Only the text of the entries below should appear in your exact transcription; leave out every picture.

——————

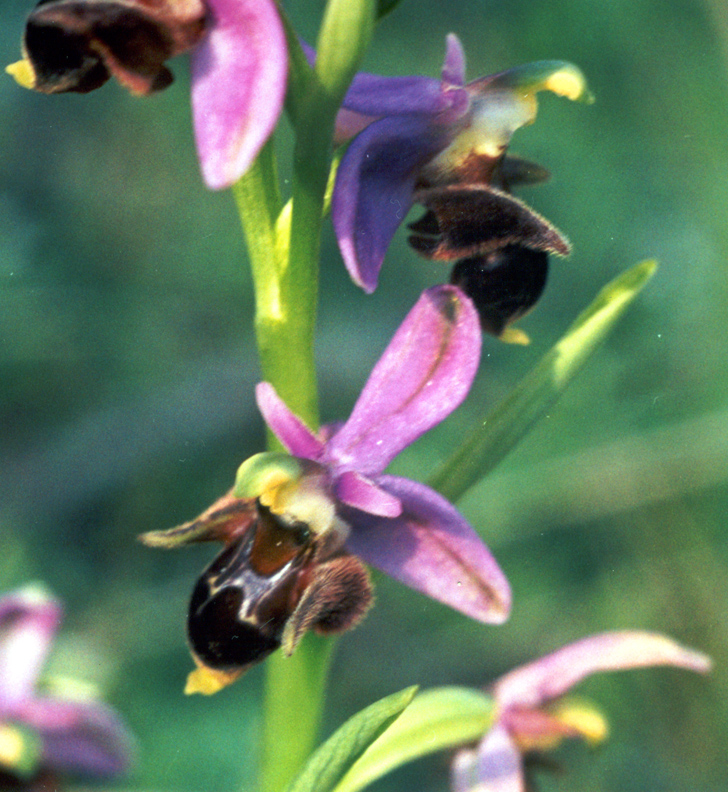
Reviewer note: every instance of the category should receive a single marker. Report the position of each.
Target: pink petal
(432, 549)
(238, 86)
(298, 439)
(423, 375)
(362, 493)
(543, 680)
(453, 69)
(495, 767)
(28, 620)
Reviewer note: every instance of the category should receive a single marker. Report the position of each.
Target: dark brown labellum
(267, 588)
(503, 285)
(470, 220)
(77, 45)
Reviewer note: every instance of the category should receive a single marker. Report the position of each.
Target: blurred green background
(128, 366)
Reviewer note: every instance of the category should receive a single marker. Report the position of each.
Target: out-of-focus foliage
(127, 371)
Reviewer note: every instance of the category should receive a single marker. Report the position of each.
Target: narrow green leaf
(300, 73)
(343, 39)
(508, 423)
(329, 763)
(437, 719)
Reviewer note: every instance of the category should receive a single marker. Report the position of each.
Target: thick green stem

——————

■ Answer space ■
Reviewer note: every instance of the category should receive a single marker. Report the position of each.
Target: pink petal
(432, 549)
(238, 86)
(298, 439)
(423, 375)
(362, 493)
(543, 680)
(453, 69)
(495, 767)
(28, 620)
Reviewer note: every instance of the category should receive a single marker. Report the position of each.
Target: dark brown labellum
(267, 588)
(503, 285)
(470, 220)
(77, 45)
Reviewer note: every instance of the category should receive a single marker. Report the position of each.
Target: blurred green background
(128, 366)
Reviewer note: every instance of the category should receive a single marker. Report the position of each.
Target: out-of-focus foliage
(127, 371)
Reviewer note: every instance of the category should receive a single marker. Report the position of each.
Target: narrow green leaf
(300, 73)
(343, 39)
(508, 423)
(329, 763)
(437, 719)
Reviewer note: every instance of the category should receive a single marker. Report the position of each.
Target: thick green stem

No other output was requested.